◆ Problem to work on: Can the data below be echoed back word for word?

◆ Entries:

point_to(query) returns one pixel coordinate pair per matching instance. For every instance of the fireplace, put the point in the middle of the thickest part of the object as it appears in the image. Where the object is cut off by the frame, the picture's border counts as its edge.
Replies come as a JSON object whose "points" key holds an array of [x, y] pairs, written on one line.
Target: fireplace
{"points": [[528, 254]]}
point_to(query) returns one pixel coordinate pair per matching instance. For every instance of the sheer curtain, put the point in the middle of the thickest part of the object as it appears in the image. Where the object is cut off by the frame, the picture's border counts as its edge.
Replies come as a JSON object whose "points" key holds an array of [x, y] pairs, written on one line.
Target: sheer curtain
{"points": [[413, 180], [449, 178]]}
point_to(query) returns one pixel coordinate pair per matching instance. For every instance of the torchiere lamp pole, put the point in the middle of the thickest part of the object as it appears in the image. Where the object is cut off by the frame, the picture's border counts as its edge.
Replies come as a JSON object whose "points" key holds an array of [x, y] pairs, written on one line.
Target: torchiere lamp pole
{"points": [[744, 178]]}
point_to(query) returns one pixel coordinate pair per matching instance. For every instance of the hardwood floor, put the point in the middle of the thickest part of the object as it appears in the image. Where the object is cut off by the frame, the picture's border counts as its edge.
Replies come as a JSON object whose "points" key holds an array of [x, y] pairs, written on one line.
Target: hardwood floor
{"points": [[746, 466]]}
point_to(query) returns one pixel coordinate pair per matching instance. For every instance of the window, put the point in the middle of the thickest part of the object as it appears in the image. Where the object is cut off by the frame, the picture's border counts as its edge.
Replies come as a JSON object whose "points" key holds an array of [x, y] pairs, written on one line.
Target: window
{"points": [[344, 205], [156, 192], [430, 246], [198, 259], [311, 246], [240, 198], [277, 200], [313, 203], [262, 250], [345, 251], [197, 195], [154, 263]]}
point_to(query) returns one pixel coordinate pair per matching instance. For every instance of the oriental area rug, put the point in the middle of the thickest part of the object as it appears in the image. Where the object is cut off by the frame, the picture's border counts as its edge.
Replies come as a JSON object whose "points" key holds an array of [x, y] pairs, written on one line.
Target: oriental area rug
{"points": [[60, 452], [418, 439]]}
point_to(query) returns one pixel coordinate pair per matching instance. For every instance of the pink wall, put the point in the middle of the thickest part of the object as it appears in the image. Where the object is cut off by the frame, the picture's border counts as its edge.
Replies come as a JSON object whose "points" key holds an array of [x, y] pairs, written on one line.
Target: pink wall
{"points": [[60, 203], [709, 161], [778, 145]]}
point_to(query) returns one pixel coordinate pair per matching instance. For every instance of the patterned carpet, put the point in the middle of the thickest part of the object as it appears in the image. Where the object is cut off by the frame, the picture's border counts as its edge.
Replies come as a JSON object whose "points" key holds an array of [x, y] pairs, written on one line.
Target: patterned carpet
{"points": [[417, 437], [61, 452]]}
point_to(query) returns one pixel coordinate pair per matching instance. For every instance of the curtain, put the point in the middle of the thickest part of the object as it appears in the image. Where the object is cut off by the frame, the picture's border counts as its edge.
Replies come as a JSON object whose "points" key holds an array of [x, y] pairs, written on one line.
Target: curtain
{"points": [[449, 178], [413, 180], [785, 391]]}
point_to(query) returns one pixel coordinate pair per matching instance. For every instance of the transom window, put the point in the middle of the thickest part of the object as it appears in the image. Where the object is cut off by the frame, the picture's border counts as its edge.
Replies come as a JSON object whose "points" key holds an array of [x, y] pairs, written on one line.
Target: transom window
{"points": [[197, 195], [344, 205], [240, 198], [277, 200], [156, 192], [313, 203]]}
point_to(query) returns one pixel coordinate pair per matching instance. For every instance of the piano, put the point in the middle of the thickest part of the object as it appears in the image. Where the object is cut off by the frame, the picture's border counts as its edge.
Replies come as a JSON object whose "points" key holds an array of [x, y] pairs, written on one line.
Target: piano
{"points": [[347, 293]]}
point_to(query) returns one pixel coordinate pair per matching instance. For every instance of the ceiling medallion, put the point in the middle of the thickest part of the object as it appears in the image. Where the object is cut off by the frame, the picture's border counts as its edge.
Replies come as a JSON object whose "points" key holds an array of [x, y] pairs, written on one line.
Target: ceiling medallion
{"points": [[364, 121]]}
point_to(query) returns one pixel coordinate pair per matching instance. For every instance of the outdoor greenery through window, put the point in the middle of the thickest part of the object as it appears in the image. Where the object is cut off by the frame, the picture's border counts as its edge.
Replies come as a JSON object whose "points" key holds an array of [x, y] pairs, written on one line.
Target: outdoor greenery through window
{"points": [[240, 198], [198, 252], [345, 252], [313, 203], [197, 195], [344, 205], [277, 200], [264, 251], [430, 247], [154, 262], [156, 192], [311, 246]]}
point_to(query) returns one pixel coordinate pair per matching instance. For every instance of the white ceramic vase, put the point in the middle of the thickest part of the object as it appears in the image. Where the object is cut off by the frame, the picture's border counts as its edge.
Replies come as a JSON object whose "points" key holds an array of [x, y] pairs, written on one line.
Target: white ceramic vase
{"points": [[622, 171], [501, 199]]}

◆ Complete output:
point_to(query) returns one pixel coordinate pair per matching instance. For every instance of the fireplace, put the point in the middle of the thickest part of the object as it appears in the image. Where the object is cut off by the frame, the picture's border counts as its edge.
Replies come as a JSON object whose "points" key holds an array of [x, y] pairs, written on one line.
Target: fireplace
{"points": [[528, 254]]}
point_to(query) returns one pixel coordinate pair per matching instance. For every instance of the sheer curtain, put the point in the middle of the thickest part of the object as it appears in the image. Where the object is cut off by the frame, the picture's border counts as its edge.
Replies come as a JSON object whose "points" key holds an array of [x, y] pairs, written on one line.
Target: sheer curtain
{"points": [[413, 180], [449, 178]]}
point_to(query) returns one pixel coordinate pair per matching instance. For every instance of the torchiere lamp pole, put the point in the middle of the thickest part of the object as it appears in the image. Where the object is cut off by the frame, the picture's border counts as its edge.
Replies come as a JSON object whose "points" key holds an array of [x, y] pairs, written on one line.
Target: torchiere lamp pole
{"points": [[744, 178]]}
point_to(query) returns one pixel coordinate pair per matching instance. For every instance of the hardwood floor, put the point in the middle of the thickest part of the object as it appears in the image. Where the object is cut off by the frame, the picture's border counts as its edge.
Replies come as a JSON object whose "points" key holds an array of [x, y] pairs, written on one line.
Target: hardwood floor
{"points": [[746, 466]]}
point_to(query) returns one pixel coordinate pair per matching instance. For every instance of the window, put the point in the middle of the thickest part of the object as it appears in the image. Where the object is cut off by the frame, the picture's border counts as its edge.
Replies come as a JSON object whose "points" key holds an array of [x, y] pairs, written on one line.
Target: window
{"points": [[344, 205], [156, 192], [430, 246], [198, 259], [311, 246], [240, 198], [277, 200], [313, 203], [262, 250], [345, 251], [197, 195], [154, 263]]}
point_to(query) returns one pixel coordinate pair per matching instance. For every instance of the oriental area rug, put the point in the middle of the thickest part of the object as it appears in the image. Where the object is cut off by the frame, the picture's border counts as its edge.
Replies come as a JSON object whose "points" key holds an array of [x, y] pairs, written on one line.
Target: oriental area rug
{"points": [[60, 452], [418, 439]]}
point_to(query) returns one pixel coordinate pair per matching instance. For every instance of the pink wall, put the point in the middle of the thickest part of the object as it appears in the image. Where the object is cut off by the frame, the picture's border counts as its edge.
Replies come as a JSON object whose "points" key holds an array of [x, y] pairs, written on one line.
Target: pink wall
{"points": [[60, 203], [709, 161], [778, 145]]}
point_to(query) returns one pixel coordinate pair per matching instance. For every instance of the patterned carpet, put the point in the middle of the thickest part of the object as it appears in the image. Where the object is cut off by the frame, the picture's border counts as its edge.
Replies come as a JSON object whose "points" key holds an array of [x, y] pairs, written on one line.
Target: patterned carpet
{"points": [[417, 437], [61, 452]]}
point_to(query) returns one pixel coordinate pair per matching instance. For every instance of the curtain, put the point in the middle of the thickest part of the object as it appears in the image. Where the object is cut off by the frame, the picture's border counts as its edge.
Replies come as a JSON object whose "points" key holds an array of [x, y] pairs, written on one line.
Target: curtain
{"points": [[449, 178], [413, 180], [785, 391]]}
point_to(query) returns one pixel coordinate pair per matching instance. For every instance of the transom window, put the point in the middle of the thickest part of the object as it appears in the image. Where the object is cut off by the frame, the picture's border counts as its edge.
Replies come as a JSON object whose "points" key holds an array of [x, y] pairs, written on one line.
Target: transom window
{"points": [[197, 195], [344, 205], [240, 198], [277, 200], [156, 192], [313, 203]]}
point_to(query) returns one pixel coordinate pair per matching instance. For every instance of the piano, put the point in the middle of the thickest part of the object as it appears in the image. Where the object is cut off by the frame, the picture's border counts as its edge.
Replies come as a JSON object whose "points" key holds an array of [x, y] pairs, written on one line.
Target: piano
{"points": [[347, 293]]}
point_to(query) returns one pixel coordinate pair per matching instance. For every instance of the ceiling medallion, put the point in the middle of the thickest part of the object as it appears in the image. Where the object is cut off by the frame, the picture's border counts as its edge.
Replies come as a JSON object whose "points" key holds an array of [x, y] pairs, written on one line.
Target: ceiling medallion
{"points": [[364, 121]]}
point_to(query) returns one pixel coordinate pair per matching instance. For every instance of the outdoor greenery through window, put the point in the middle of the thickest part of the object as it appears in the image. Where the object is cut off by the frame, the picture's border counts as its edge.
Replies come as a JSON object whose "points" key holds an array of [x, y] pairs, written on one line.
Target: outdoor greenery through window
{"points": [[240, 198], [198, 252], [345, 252], [313, 203], [197, 195], [344, 205], [277, 200], [264, 251], [430, 247], [154, 262], [156, 192], [311, 246]]}
point_to(query) returns one pixel coordinate pair per matching instance. For every instance of the white ceramic vase, put the point in the middle of the thickest part of the object as it appears in the image. Where the object is cut off by the frame, the picture's border counts as its edge.
Replies come as a JSON object whose "points" key holds an array of [x, y] pairs, written on one line.
Target: white ceramic vase
{"points": [[622, 171], [501, 199]]}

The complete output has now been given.